[Exercise aim]:
Please output each line of the data exactly as it appears.

[Source material]:
- Opening Delimiter -

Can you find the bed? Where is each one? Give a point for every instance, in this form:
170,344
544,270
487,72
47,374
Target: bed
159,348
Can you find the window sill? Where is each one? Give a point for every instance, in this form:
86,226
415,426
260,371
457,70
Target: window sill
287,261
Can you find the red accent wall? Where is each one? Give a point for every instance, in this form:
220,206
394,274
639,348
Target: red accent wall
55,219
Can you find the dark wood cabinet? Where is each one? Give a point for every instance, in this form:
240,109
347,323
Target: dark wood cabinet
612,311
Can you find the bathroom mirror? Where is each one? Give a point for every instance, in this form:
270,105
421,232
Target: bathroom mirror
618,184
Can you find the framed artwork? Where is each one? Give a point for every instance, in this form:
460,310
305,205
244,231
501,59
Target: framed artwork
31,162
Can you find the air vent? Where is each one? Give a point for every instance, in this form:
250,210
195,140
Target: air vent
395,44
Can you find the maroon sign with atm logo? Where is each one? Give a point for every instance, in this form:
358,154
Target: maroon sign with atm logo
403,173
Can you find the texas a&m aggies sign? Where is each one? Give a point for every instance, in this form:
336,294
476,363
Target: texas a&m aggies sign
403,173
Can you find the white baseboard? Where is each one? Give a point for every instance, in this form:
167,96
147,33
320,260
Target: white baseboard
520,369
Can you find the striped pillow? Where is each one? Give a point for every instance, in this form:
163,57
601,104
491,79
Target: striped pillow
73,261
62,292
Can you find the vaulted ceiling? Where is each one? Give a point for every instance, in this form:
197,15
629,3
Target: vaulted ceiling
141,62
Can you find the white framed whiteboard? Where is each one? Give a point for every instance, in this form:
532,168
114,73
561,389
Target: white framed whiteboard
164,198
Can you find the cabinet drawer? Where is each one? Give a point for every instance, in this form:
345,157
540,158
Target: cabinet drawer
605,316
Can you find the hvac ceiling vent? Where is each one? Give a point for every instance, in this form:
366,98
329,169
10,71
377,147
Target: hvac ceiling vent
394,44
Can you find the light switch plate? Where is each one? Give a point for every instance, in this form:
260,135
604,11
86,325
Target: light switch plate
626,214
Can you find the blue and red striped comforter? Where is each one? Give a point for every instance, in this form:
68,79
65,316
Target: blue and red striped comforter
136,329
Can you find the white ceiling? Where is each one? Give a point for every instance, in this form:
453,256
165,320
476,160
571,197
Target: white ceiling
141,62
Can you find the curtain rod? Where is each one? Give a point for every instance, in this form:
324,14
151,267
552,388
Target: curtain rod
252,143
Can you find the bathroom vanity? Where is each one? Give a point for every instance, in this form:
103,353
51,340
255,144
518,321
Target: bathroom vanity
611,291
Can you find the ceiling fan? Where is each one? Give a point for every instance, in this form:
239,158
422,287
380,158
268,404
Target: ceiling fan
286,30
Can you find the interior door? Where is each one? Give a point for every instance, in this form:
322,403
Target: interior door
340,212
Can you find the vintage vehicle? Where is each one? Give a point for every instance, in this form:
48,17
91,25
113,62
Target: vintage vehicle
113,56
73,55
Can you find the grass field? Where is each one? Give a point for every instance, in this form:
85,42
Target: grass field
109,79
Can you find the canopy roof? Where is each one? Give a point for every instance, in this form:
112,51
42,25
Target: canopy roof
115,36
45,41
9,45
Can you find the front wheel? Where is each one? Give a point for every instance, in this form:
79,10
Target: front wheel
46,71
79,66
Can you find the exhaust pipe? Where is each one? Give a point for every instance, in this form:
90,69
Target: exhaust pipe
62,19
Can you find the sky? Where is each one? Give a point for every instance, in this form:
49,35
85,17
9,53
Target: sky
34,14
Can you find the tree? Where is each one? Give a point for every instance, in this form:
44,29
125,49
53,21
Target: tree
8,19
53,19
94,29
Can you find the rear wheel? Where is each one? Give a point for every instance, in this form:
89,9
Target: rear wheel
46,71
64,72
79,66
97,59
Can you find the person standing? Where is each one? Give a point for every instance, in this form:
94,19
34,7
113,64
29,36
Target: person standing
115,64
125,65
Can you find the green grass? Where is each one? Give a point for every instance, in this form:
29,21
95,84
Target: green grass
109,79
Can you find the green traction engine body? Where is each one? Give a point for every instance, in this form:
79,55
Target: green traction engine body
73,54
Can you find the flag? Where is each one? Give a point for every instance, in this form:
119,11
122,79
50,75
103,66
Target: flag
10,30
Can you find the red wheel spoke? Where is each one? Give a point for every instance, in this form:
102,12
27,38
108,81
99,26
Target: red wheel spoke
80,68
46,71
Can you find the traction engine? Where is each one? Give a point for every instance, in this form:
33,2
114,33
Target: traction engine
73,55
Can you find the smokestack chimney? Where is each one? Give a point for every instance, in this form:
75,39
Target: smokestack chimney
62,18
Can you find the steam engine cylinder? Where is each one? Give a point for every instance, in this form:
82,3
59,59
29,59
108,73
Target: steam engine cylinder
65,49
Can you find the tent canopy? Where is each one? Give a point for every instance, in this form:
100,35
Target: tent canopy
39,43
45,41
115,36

- Closing Delimiter -

[Solution]:
Can you find the bed? Where is each one? Give a point for every instance, in this form:
170,344
544,270
487,72
47,374
Target: bed
159,348
Can you find the window sill? Where is each one? Give a point for every instance, in this form:
86,226
415,426
260,371
457,70
Target: window sill
287,261
Can you find the red accent wall? Where is each one? Give a point for every instance, in this form:
220,206
394,274
639,348
Target: red accent wall
55,219
Can you find the dark wood cabinet? Where is each one? Give a point for every instance, in this form:
240,109
347,323
Target: dark wood cabinet
612,311
Can you find the bathroom mirror? Where is each one? Give a point for every instance, in this form:
270,105
421,232
Target: bathroom mirror
618,184
Can you find the framed artwork? Where is each one? Give a point for every instance, in this form:
460,310
305,205
244,231
501,59
Target: framed artwork
31,162
Can you find the air vent? Where is each one? Give a point for every instance, in this form:
250,210
195,140
Target: air vent
395,44
Can you find the maroon sign with atm logo? Where is each one? Give a point for every instance, in this form:
358,154
Target: maroon sign with atm logo
403,173
Can you find the texas a&m aggies sign? Where is each one? Give a point for every instance, in this form:
336,294
476,363
Target: texas a&m aggies sign
403,173
Can you find the white baseboard? Where is each one? Give a point for every instance, in this form:
167,96
147,33
320,260
Target: white baseboard
520,369
Can you find the striped pillow? Where is each one? Give a point for every instance, in this form:
163,57
601,104
491,79
Target: striped pillow
73,261
62,292
Can you find the vaulted ceiling? Where is each one? Give a point for every instance, in this form:
197,15
629,3
Target: vaulted ceiling
141,62
Can you find the white framed whiteboard? Where is each one? Give a point for every instance, in this form:
532,168
114,73
561,389
Target: white framed whiteboard
164,198
Can you find the cabinet drawer? Where is each one? Give a point for every instance, in this form:
345,157
540,158
Target: cabinet drawer
605,316
Can you find the hvac ceiling vent? Where is each one? Give a point for every instance, in this form:
366,98
329,169
10,71
377,147
Target: hvac ceiling vent
394,44
Can you find the light switch plate? Where is each one? Give a point for every instance, in this form:
260,135
604,11
86,325
Target: light switch plate
626,214
Can you find the blue and red striped comforter? Where is each one? Give a point for every instance, in this form:
68,79
65,316
Target: blue and red striped comforter
136,329
Can you find the white ceiling? Where is each one? Give a point for every instance, in this form:
453,256
165,320
476,160
571,197
Target: white ceiling
141,62
Can you find the curtain rod? Where is each one? Give a point for every instance, in this form:
324,14
151,267
552,388
Target: curtain rod
252,143
Can you find the bathroom vanity? Where is each one? Give a point for every instance, in this form:
103,353
51,340
255,144
518,321
Target: bathroom vanity
611,291
Can you find the ceiling fan? Where is each one? Give a point for every instance, in this form:
239,158
422,287
380,158
268,404
Target: ceiling fan
286,30
Can you find the interior door? Where is each one? Give a point for every instance, in this form:
322,403
Target: interior door
340,212
Can you find the vintage vehicle? Where is each one? Give a point for every instance, in this form:
48,17
91,25
113,62
Target: vintage vehicle
113,56
73,55
Can you find the grass field? Where is each one? Give a point for every instance, in this form:
85,42
Target: grass field
109,79
Can you find the canopy roof? Where is each one? Give a point for every instance, in this form:
112,51
42,25
Target: canopy roof
115,36
45,41
9,45
Can you find the front wheel? Where is each one? Give a point for every instance, in this form:
79,10
Target: front wheel
46,71
79,66
Can you find the exhaust pipe? Where is each one? Give a point for every instance, in this form:
90,69
Target: exhaust pipe
62,19
Can you find the sky? Where is each one? Give a point for every instance, in this form:
49,35
85,17
9,53
Target: sky
34,14
Can you find the tree? Where is each one? Give a point for every instance, in this form:
44,29
125,49
53,21
Target: tree
8,19
53,19
94,29
Can you find the rear wheel? Where is each one? Give a point for every instance, in this form:
89,9
Target: rear wheel
46,71
64,72
79,66
97,59
Can you find the person standing? Where is each one? Give a point for every instance, in this form:
94,19
34,7
113,64
29,36
Target: person standing
115,64
125,65
Can you find the green grass? Where is each one? Give a point for every instance, in this form:
29,21
95,84
Target: green grass
109,79
Can you find the green traction engine body? Where is each one? Give a point for every instance, in this form:
79,55
Target: green traction engine body
73,54
Can you find the flag? Where is each one? Give a point for every instance, in this form:
119,11
122,79
50,75
103,66
Target: flag
10,30
Can you find the red wheel spoke? Where is each one? Give a point for every instance, in this form:
102,12
27,38
108,81
99,26
Target: red wheel spoke
80,68
46,71
Can you find the traction engine? Where is each one? Give a point for every instance, in this form:
33,2
114,33
Target: traction engine
73,55
Can you find the smokestack chimney? Where is each one? Give a point for every instance, in this form:
75,39
Target: smokestack chimney
62,18
Can you find the steam engine cylinder? Where is each one? Give a point for every instance, in this form:
82,3
59,59
29,59
108,73
Target: steam engine cylinder
65,49
Can you find the tent canopy? Where is each one? Give a point for every instance, in this form:
100,35
Target: tent canopy
39,43
45,41
115,36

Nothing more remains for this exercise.